-- Task details --
From the line with "Phrase -- wooden railing" through the final line, transcribe the material below character for character; include no other lines.
★ ★ ★
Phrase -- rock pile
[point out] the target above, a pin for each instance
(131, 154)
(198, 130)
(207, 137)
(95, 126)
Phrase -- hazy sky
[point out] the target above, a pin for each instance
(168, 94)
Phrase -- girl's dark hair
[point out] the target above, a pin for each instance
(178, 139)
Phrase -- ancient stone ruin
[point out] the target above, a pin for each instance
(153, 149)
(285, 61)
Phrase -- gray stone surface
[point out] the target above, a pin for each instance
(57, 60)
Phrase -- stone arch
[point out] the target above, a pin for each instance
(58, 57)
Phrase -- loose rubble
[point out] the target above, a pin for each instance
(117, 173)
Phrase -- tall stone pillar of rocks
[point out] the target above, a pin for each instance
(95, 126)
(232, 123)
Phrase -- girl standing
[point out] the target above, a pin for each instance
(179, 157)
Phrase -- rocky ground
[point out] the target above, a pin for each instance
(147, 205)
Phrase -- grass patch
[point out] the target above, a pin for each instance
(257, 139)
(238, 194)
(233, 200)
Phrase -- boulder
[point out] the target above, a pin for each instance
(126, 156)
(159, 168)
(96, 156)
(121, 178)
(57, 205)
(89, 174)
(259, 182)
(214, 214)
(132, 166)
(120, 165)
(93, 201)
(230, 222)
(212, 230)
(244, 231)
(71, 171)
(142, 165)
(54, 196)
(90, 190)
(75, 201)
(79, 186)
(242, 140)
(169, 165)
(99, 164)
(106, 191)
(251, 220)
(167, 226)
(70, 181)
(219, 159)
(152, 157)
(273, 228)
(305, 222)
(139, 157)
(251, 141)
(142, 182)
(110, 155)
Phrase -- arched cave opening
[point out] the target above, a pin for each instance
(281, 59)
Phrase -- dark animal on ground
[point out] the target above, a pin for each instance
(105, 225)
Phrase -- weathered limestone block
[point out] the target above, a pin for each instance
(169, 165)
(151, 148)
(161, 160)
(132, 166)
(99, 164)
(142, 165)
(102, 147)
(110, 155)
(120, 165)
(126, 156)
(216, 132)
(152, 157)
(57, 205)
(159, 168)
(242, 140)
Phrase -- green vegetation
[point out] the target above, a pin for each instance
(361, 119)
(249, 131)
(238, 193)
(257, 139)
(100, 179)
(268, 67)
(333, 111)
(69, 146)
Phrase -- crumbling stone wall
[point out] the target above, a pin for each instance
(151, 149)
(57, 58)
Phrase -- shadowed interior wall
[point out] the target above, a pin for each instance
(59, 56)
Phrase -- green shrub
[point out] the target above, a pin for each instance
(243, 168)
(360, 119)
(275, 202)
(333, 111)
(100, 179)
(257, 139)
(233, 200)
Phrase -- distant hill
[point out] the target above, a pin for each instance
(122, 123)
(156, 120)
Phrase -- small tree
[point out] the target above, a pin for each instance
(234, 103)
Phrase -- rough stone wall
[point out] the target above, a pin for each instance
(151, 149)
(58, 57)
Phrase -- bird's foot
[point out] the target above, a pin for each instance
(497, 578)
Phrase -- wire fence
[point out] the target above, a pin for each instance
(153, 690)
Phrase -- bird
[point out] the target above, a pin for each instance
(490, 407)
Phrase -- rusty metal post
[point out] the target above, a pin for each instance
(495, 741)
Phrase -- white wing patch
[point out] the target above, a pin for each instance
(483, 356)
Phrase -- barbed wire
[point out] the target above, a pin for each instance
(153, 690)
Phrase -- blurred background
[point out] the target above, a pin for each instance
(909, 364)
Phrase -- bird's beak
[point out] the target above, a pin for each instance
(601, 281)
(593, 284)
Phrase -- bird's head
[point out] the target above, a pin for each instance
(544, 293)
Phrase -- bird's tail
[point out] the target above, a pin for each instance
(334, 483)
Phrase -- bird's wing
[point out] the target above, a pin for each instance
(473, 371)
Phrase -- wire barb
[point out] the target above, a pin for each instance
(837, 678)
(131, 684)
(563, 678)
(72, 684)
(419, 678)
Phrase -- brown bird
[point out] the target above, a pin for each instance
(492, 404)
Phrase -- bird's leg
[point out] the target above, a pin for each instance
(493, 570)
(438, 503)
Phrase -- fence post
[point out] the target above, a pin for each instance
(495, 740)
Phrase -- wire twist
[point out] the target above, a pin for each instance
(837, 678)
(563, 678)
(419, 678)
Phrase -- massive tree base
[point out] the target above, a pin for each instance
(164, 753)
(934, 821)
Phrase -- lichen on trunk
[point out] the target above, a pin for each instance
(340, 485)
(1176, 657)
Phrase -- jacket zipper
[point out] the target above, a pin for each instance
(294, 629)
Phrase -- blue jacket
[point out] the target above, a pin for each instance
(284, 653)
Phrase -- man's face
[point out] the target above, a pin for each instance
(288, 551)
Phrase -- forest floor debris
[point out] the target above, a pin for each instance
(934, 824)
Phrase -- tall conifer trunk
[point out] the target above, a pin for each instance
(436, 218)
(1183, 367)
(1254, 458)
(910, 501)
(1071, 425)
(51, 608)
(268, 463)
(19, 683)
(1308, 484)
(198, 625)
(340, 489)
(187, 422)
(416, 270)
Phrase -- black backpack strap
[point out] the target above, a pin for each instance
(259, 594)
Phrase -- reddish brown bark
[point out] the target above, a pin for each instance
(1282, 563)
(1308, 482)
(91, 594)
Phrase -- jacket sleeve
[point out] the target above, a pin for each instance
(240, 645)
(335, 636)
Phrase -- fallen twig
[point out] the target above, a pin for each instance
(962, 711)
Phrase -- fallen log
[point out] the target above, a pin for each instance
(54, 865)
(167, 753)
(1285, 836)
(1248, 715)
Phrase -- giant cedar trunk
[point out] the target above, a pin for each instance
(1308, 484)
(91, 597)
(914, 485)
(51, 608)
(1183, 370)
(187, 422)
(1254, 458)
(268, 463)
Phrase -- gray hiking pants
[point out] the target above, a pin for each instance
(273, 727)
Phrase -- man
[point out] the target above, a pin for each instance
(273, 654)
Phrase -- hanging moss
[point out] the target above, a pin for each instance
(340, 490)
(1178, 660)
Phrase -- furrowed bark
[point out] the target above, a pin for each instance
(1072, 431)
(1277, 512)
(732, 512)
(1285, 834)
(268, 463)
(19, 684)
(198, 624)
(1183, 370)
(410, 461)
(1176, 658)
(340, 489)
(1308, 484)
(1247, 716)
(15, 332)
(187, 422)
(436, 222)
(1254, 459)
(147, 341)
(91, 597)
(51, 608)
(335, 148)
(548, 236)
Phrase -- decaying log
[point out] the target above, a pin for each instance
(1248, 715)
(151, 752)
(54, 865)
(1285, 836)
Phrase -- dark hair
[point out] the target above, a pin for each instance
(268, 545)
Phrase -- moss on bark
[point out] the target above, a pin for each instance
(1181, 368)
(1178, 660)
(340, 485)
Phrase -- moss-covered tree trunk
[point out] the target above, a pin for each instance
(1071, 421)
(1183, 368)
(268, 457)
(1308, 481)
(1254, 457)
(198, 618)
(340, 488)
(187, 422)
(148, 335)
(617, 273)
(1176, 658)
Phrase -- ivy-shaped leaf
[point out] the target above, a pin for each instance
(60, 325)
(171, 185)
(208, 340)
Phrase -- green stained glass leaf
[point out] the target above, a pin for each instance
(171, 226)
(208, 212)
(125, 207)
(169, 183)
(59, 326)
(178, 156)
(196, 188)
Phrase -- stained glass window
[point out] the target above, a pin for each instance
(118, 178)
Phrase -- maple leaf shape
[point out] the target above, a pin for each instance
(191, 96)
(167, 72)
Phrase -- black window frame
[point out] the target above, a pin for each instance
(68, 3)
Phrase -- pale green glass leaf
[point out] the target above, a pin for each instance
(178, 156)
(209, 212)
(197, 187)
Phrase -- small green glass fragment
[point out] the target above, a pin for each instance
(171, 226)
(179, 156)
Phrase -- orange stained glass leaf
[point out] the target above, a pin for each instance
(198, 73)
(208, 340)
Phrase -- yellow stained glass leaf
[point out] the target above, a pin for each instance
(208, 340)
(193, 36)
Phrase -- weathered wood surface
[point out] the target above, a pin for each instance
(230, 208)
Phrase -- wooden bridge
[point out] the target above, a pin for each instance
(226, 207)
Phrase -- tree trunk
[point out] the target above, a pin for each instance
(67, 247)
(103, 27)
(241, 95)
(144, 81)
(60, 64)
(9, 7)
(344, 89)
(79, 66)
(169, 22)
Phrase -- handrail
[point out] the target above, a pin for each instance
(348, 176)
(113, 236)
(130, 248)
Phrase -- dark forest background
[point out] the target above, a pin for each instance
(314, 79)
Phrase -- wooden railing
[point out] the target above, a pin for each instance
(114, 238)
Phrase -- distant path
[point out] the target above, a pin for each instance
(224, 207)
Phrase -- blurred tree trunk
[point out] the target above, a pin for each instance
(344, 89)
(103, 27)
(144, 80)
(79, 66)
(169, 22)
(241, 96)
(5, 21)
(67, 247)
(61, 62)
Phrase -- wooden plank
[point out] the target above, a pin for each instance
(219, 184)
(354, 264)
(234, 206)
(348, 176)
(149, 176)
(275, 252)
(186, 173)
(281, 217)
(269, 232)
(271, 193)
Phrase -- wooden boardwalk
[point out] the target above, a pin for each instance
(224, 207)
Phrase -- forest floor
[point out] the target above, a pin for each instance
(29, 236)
★ ★ ★
-- Written reply --
Phrase -- wooden railing
[point out] the target above, a pin for each instance
(114, 238)
Phrase -- distant path
[point out] the target above, a pin for each instance
(224, 207)
Phrase -- blurred tree trunk
[point out] the target above, a pin for each instance
(344, 89)
(103, 27)
(144, 80)
(79, 66)
(169, 22)
(241, 96)
(5, 21)
(67, 247)
(61, 62)
Phrase -- wooden plank
[point out] the target above, a pin for each instance
(219, 184)
(354, 264)
(234, 206)
(348, 176)
(149, 176)
(275, 252)
(186, 173)
(281, 217)
(269, 232)
(271, 193)
Phrase -- wooden boardwalk
[point out] the target above, a pin for each instance
(224, 207)
Phrase -- forest floor
[point out] the target above, a pin for each instance
(29, 236)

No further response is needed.